> [EXERCISE BRIEF]:
Print verbatim the lines of the entries from the one containing "Locate the distant village" to the last, inclusive, and no others.

> [DATA SHOWN]:

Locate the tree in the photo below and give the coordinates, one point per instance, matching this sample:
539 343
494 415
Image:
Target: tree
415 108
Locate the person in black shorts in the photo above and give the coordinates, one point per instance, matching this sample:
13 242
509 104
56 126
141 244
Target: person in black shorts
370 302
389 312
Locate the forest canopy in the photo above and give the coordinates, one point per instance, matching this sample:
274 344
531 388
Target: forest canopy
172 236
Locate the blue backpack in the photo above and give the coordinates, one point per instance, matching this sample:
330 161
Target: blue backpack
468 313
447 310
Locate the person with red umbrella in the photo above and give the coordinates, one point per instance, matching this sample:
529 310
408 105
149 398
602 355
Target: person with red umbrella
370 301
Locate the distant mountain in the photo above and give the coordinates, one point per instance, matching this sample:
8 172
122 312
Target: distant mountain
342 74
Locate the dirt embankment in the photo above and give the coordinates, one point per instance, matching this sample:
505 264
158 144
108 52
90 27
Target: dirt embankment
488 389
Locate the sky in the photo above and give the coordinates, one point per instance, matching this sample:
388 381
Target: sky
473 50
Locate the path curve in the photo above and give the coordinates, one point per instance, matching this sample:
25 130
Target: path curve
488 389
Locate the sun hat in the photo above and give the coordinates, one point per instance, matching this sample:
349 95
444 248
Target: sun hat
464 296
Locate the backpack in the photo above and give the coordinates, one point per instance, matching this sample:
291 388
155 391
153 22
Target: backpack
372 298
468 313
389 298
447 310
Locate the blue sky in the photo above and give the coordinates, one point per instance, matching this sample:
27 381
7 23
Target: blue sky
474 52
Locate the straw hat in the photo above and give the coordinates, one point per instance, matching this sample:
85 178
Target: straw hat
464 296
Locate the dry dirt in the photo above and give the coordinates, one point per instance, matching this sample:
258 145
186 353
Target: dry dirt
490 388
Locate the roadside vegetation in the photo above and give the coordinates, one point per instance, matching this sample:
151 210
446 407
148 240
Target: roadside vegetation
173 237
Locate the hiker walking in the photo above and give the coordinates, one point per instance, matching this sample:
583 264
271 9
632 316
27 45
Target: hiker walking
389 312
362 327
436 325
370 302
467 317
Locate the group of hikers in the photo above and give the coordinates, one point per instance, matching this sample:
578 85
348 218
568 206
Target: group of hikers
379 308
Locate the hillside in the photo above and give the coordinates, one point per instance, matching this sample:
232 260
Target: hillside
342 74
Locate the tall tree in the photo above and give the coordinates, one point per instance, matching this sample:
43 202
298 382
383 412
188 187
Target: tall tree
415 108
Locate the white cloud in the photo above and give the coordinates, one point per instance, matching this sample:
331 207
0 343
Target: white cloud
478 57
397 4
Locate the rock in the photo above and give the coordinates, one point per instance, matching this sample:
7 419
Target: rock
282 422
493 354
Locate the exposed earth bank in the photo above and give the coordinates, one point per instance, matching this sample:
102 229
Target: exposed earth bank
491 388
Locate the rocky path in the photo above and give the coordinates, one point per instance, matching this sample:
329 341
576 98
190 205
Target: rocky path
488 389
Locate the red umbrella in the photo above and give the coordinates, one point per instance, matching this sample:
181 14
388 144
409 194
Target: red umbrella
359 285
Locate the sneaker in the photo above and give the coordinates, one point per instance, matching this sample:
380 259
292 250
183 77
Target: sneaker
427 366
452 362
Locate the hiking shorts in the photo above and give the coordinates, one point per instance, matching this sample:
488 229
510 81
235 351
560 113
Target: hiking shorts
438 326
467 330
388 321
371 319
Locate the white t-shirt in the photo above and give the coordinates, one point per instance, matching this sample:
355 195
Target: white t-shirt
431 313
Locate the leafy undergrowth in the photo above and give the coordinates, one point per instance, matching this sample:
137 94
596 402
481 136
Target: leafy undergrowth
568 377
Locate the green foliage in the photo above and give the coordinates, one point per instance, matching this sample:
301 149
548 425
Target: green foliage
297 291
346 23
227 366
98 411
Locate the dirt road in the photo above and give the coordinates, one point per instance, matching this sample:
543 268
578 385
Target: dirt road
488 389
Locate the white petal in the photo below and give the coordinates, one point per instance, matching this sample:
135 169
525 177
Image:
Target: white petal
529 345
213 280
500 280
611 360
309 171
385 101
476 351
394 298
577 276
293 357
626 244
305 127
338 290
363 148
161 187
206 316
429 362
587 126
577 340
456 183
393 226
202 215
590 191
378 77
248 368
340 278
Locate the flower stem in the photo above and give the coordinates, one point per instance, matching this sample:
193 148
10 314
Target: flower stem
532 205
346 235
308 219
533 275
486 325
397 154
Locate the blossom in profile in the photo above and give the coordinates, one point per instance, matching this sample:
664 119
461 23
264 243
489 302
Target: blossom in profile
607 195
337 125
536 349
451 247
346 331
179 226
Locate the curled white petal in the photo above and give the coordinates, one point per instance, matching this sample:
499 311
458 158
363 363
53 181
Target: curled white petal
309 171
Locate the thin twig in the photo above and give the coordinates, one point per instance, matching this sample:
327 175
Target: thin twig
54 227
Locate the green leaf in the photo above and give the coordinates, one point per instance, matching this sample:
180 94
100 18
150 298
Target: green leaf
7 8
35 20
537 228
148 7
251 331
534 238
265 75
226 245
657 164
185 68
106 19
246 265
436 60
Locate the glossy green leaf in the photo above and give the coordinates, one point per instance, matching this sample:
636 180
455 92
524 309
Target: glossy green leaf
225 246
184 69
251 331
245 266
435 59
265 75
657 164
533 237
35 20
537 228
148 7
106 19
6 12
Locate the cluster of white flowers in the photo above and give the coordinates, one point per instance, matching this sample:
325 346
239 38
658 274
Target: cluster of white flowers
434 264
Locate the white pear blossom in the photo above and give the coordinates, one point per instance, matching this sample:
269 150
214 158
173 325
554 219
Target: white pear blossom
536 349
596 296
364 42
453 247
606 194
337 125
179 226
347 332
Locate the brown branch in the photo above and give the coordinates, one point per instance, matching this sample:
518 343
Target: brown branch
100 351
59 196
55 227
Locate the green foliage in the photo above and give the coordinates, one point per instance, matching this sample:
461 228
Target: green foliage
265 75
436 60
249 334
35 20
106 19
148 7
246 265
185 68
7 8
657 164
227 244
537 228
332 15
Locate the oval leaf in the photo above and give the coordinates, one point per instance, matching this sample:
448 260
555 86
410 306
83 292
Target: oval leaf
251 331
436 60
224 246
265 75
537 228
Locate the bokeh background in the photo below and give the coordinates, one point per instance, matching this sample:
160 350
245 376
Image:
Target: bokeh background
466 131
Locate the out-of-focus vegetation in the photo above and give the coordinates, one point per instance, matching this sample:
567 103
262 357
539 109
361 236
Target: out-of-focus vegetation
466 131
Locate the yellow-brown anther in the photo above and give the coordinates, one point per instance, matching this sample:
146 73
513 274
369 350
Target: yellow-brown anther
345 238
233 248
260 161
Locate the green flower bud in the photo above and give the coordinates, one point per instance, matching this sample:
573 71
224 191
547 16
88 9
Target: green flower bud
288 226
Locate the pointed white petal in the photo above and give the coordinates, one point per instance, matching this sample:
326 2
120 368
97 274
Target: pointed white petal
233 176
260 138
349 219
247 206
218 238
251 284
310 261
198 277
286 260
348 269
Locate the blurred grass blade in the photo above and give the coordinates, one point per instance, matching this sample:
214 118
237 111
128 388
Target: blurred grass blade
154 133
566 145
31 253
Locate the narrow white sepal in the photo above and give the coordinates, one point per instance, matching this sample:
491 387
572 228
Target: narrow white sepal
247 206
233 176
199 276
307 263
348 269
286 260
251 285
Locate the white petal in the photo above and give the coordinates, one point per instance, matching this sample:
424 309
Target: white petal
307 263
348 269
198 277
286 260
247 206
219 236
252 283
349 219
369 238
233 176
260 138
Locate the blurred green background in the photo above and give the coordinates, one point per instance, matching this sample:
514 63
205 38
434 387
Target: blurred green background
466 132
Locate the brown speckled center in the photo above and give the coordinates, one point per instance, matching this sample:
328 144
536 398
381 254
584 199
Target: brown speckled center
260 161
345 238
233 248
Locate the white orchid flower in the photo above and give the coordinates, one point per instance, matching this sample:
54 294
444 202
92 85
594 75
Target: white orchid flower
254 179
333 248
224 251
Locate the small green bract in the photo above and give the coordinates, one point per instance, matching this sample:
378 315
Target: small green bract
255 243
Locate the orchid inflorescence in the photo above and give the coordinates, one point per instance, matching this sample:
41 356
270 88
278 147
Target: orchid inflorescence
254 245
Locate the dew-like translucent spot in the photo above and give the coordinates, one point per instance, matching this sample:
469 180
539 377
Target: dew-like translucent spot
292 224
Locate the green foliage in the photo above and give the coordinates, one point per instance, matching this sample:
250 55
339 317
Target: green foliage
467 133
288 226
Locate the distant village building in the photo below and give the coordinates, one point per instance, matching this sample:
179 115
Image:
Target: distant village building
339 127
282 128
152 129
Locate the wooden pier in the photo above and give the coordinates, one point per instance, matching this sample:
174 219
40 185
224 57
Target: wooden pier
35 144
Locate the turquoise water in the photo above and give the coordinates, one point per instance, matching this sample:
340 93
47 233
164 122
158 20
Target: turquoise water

> [ANSWER TO THIS PROBLEM]:
Locate the distant village building in the photo below and give the coordinates, one point per instance, matching this sample:
179 115
Image:
Target: distant village building
339 127
282 128
152 129
Locate the wooden pier in the photo above and give the coordinates, one point per instance, matching this sample:
174 219
40 185
224 57
Target: wooden pier
35 144
Locate the turquoise water in the photo above and give the coordinates, one point per instance, matching this sample:
340 93
47 233
164 122
158 20
Target: turquoise water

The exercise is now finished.